(Required task) Print everything from the line containing "In this exercise you will find the seated" down to the last of the items below, reproducing each line exactly.
** begin Material provided **
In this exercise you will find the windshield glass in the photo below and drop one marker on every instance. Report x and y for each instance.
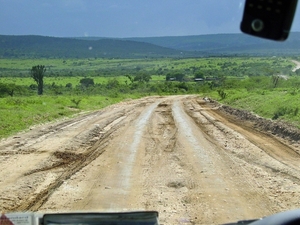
(121, 106)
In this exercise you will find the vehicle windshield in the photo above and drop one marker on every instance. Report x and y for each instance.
(121, 106)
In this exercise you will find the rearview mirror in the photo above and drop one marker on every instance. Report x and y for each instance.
(271, 19)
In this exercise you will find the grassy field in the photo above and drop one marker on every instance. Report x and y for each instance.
(17, 114)
(254, 92)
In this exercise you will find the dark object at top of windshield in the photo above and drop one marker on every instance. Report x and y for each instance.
(271, 19)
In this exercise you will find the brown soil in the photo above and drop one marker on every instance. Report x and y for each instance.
(193, 161)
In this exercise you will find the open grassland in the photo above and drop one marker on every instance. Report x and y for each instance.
(242, 82)
(20, 113)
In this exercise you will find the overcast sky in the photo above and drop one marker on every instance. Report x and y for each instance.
(122, 18)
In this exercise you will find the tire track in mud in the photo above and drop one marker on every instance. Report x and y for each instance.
(61, 163)
(167, 154)
(274, 177)
(222, 185)
(72, 164)
(272, 147)
(108, 184)
(167, 177)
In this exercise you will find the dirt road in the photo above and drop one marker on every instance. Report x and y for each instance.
(178, 155)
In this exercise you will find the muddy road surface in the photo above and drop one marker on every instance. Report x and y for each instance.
(178, 155)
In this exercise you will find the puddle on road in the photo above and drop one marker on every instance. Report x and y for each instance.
(139, 129)
(181, 119)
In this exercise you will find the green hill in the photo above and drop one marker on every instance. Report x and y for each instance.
(227, 44)
(153, 47)
(51, 47)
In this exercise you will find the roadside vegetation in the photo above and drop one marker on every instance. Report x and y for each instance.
(265, 86)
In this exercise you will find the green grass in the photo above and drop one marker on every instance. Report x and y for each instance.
(254, 94)
(17, 114)
(276, 104)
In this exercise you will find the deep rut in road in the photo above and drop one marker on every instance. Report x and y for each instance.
(176, 154)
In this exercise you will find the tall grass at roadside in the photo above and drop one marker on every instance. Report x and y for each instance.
(20, 113)
(276, 104)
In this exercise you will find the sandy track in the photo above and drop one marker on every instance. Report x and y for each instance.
(177, 155)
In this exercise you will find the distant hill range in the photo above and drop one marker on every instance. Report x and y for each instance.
(31, 46)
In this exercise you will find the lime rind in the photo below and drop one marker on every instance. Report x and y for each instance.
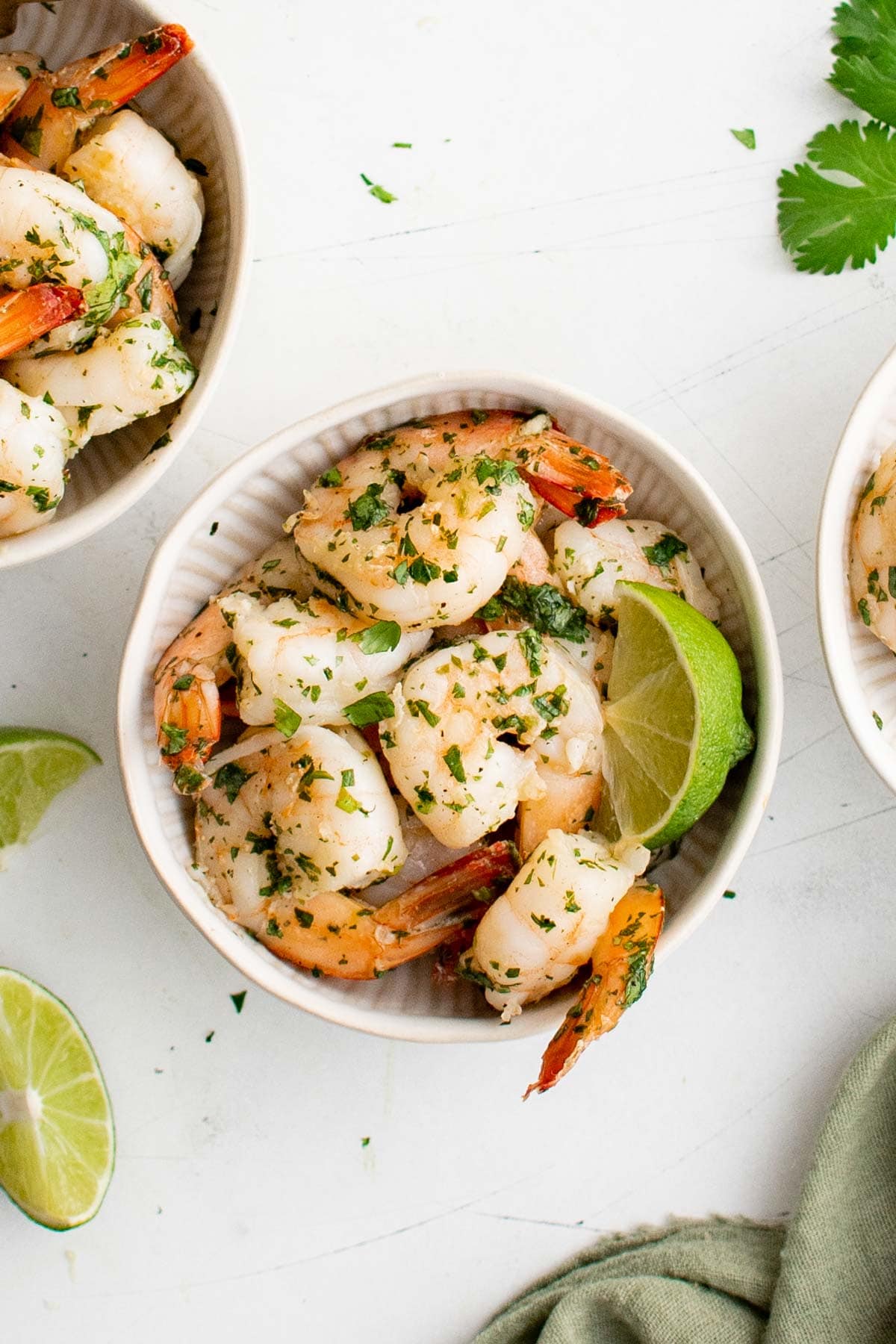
(35, 765)
(57, 1133)
(675, 724)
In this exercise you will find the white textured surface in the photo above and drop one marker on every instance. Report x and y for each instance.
(249, 504)
(114, 470)
(610, 234)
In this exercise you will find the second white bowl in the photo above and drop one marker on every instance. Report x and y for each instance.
(862, 668)
(191, 107)
(249, 503)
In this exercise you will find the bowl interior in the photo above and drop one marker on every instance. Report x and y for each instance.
(249, 503)
(187, 105)
(860, 667)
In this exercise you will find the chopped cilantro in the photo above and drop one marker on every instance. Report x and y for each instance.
(287, 721)
(66, 97)
(546, 609)
(379, 638)
(231, 777)
(368, 508)
(371, 709)
(455, 764)
(664, 553)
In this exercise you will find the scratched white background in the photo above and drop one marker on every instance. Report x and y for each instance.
(574, 205)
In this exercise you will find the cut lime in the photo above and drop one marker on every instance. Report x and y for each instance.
(57, 1140)
(35, 765)
(675, 724)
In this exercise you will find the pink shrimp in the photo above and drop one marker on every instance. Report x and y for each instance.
(57, 108)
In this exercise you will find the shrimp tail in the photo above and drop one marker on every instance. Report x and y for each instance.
(574, 477)
(187, 699)
(438, 907)
(149, 289)
(28, 314)
(116, 75)
(57, 108)
(187, 710)
(621, 967)
(588, 511)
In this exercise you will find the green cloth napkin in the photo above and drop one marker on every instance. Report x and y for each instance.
(827, 1278)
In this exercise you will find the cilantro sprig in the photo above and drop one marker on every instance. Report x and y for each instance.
(828, 222)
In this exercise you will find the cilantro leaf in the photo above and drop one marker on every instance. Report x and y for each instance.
(546, 609)
(865, 66)
(287, 721)
(371, 709)
(379, 638)
(827, 223)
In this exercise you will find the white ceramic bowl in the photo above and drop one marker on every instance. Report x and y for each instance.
(249, 503)
(191, 105)
(862, 668)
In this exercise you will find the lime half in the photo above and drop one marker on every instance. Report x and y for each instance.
(675, 725)
(35, 765)
(57, 1140)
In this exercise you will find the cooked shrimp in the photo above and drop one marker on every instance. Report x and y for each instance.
(311, 656)
(872, 562)
(58, 109)
(535, 937)
(52, 231)
(437, 562)
(34, 437)
(448, 742)
(290, 650)
(129, 167)
(558, 467)
(534, 594)
(34, 448)
(129, 373)
(337, 936)
(27, 314)
(621, 967)
(284, 830)
(16, 72)
(297, 818)
(591, 562)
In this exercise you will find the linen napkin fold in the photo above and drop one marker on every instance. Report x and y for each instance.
(827, 1278)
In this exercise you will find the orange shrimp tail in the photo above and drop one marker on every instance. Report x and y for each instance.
(620, 971)
(111, 78)
(438, 907)
(187, 707)
(582, 507)
(58, 107)
(152, 296)
(27, 314)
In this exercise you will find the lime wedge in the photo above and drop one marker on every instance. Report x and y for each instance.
(57, 1140)
(675, 724)
(35, 765)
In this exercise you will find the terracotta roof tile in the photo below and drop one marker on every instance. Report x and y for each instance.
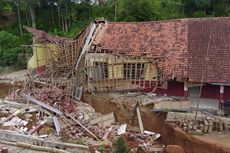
(184, 43)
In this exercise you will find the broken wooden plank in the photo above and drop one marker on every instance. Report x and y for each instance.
(107, 133)
(37, 126)
(57, 125)
(122, 129)
(82, 126)
(12, 115)
(104, 120)
(140, 120)
(46, 106)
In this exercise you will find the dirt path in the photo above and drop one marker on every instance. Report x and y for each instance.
(217, 137)
(170, 135)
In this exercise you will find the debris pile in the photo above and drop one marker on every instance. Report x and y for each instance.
(48, 113)
(203, 124)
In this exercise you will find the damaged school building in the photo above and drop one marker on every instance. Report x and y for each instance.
(129, 80)
(184, 57)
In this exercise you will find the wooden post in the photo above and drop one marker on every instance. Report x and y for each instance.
(221, 97)
(186, 90)
(140, 121)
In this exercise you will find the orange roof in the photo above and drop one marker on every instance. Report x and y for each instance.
(182, 44)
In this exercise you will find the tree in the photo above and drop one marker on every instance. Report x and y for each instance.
(19, 17)
(9, 48)
(138, 10)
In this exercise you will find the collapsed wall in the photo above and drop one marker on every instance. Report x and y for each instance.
(156, 123)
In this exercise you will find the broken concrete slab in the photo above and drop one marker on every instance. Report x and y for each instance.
(44, 105)
(16, 137)
(104, 120)
(172, 105)
(57, 125)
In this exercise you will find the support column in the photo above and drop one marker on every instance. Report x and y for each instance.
(186, 90)
(221, 97)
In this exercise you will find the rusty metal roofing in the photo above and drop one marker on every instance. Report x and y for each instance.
(43, 37)
(183, 44)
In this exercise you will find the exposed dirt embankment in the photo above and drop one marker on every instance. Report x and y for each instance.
(155, 122)
(4, 90)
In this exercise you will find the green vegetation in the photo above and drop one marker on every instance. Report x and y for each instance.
(120, 146)
(66, 17)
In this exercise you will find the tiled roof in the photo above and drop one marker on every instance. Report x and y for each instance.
(209, 50)
(181, 46)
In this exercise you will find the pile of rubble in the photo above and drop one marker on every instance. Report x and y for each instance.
(47, 113)
(203, 124)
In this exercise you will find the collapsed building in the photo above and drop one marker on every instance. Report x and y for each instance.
(174, 58)
(121, 62)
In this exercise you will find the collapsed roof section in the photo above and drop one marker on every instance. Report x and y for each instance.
(43, 37)
(187, 49)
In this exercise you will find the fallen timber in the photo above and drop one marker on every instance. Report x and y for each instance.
(41, 104)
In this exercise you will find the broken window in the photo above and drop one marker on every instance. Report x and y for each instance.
(100, 70)
(133, 70)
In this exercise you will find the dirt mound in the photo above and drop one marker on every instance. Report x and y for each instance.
(174, 149)
(170, 135)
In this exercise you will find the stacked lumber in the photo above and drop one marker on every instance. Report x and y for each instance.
(203, 124)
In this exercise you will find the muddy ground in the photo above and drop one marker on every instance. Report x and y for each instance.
(155, 122)
(4, 90)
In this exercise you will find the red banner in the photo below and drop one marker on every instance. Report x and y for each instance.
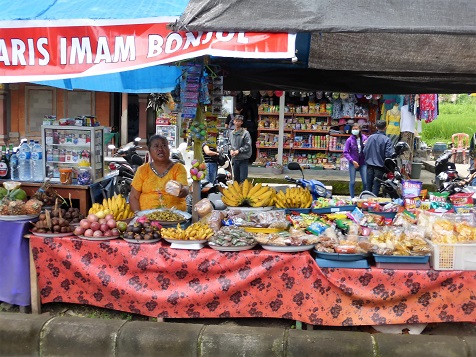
(32, 53)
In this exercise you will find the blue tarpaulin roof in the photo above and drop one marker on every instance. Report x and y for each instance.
(146, 80)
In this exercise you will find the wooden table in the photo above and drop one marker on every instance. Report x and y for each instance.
(78, 192)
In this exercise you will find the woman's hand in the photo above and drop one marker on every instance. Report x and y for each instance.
(184, 191)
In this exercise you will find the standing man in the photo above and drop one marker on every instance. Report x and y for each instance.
(240, 141)
(376, 150)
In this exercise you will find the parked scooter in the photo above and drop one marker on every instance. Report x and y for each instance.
(124, 172)
(317, 188)
(391, 182)
(458, 184)
(445, 170)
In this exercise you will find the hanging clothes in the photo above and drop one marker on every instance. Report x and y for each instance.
(393, 118)
(428, 104)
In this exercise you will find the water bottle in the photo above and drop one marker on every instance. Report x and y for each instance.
(24, 161)
(14, 165)
(37, 162)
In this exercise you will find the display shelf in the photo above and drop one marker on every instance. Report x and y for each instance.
(321, 115)
(69, 145)
(312, 149)
(169, 131)
(272, 147)
(273, 113)
(273, 129)
(311, 131)
(333, 142)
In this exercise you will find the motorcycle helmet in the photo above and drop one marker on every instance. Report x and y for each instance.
(401, 147)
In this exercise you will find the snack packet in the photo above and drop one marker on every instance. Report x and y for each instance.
(173, 187)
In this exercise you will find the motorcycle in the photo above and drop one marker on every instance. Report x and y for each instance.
(213, 190)
(391, 182)
(123, 172)
(317, 188)
(458, 185)
(445, 170)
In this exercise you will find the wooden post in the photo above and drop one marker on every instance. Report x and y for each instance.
(196, 196)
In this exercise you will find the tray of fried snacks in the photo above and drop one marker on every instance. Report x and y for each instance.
(292, 238)
(407, 242)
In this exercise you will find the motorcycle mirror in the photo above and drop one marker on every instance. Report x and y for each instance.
(295, 166)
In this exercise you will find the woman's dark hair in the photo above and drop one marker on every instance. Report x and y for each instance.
(154, 138)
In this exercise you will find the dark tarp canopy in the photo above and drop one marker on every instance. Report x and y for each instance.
(354, 45)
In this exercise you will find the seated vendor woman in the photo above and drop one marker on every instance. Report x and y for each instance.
(148, 185)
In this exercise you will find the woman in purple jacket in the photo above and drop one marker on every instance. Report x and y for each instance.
(354, 152)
** end Material provided **
(Task solution)
In this exercise you will find the seated vendor woman in the photo above and drop one marker on every instance. Report x and y for each instance.
(148, 185)
In this exercise you will find the woman in purple jacket in the photo above and drop one marker on every instance. Report x and y for each instance.
(354, 152)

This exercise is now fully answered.